<<<<
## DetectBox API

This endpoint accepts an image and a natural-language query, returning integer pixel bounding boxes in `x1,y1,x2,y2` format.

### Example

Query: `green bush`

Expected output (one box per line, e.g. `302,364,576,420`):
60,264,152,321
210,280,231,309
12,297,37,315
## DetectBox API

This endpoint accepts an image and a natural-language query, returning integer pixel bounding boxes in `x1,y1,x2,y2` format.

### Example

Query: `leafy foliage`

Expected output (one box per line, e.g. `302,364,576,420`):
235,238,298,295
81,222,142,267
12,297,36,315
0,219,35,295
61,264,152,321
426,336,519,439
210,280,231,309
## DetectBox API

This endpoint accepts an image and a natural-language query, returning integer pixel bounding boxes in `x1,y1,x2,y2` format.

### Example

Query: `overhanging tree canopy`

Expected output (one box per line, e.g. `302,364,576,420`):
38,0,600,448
>>>>
**What is expected**
Can you copy all of the lines above, word for word, without changing anything?

**Result of this exercise**
## DetectBox API

This endpoint accepts an image and a natural-language query, returning integer pixel bounding boxes in `x1,y1,x2,y2` format.

### Example

Query: `green bush`

Expected output (one box per line, e.g. `302,364,576,420`):
60,264,152,321
210,280,231,309
12,297,37,315
## DetectBox API

This endpoint accepts an image and a natural-language query, returning integer pixel bounding boxes in `x1,y1,x2,y2` format.

### Example

Query: `leafy foliage`

Expected output (one box per line, e.g. `302,364,576,420`):
235,238,298,295
81,222,142,267
12,297,36,315
0,219,35,295
61,264,152,321
426,336,519,439
210,280,231,309
## DetectBox API

This endpoint accepts an image and a natural-language query, returning integer pixel bounding boxes in `x1,y1,x2,y2` format.

### Example

Query: `overhanging tree canopy`

Expected output (one box per line, e.g. `302,364,576,420`):
38,0,600,448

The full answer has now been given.